» WORK REQUIRED
When you reach the line containing "det: crosswalk" in the entries below, start writing out each line exactly, and stop after the line containing "det: person in yellow jacket".

» RECORDS FOR PROCESSING
□ □ □ □ □ □ □

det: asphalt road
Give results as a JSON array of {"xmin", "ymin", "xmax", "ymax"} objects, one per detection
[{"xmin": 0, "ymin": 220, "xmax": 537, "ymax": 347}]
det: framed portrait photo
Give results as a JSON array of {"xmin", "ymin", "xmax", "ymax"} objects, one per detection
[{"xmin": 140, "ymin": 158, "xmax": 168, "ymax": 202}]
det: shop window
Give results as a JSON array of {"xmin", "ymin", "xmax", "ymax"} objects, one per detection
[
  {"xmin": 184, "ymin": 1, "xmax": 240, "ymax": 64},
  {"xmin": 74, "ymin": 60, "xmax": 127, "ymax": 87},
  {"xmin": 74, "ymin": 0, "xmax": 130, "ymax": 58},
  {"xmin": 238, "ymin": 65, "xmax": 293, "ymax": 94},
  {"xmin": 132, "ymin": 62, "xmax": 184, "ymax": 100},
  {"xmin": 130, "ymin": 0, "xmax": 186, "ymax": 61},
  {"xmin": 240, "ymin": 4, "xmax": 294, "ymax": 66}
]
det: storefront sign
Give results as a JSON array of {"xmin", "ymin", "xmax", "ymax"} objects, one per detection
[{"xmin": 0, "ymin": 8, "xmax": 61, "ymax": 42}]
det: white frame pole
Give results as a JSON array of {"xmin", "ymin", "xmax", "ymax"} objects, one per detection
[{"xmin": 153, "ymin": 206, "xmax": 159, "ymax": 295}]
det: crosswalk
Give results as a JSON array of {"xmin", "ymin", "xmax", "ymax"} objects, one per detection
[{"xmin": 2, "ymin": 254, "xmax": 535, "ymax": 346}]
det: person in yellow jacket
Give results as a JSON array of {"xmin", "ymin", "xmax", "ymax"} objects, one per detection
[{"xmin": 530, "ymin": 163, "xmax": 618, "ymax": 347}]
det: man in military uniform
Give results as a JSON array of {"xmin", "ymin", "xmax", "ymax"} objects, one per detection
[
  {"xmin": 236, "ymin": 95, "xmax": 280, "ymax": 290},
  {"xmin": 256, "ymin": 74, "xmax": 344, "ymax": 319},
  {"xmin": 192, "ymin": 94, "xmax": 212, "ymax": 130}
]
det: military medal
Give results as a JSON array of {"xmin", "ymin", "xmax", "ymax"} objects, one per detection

□ □ □ □ □ □ □

» OUTPUT FOR THIS EXERCISE
det: crosswalk
Give results as a JSON array of {"xmin", "ymin", "xmax", "ymax"} objects, one per detection
[{"xmin": 2, "ymin": 254, "xmax": 535, "ymax": 346}]
det: person in yellow jacket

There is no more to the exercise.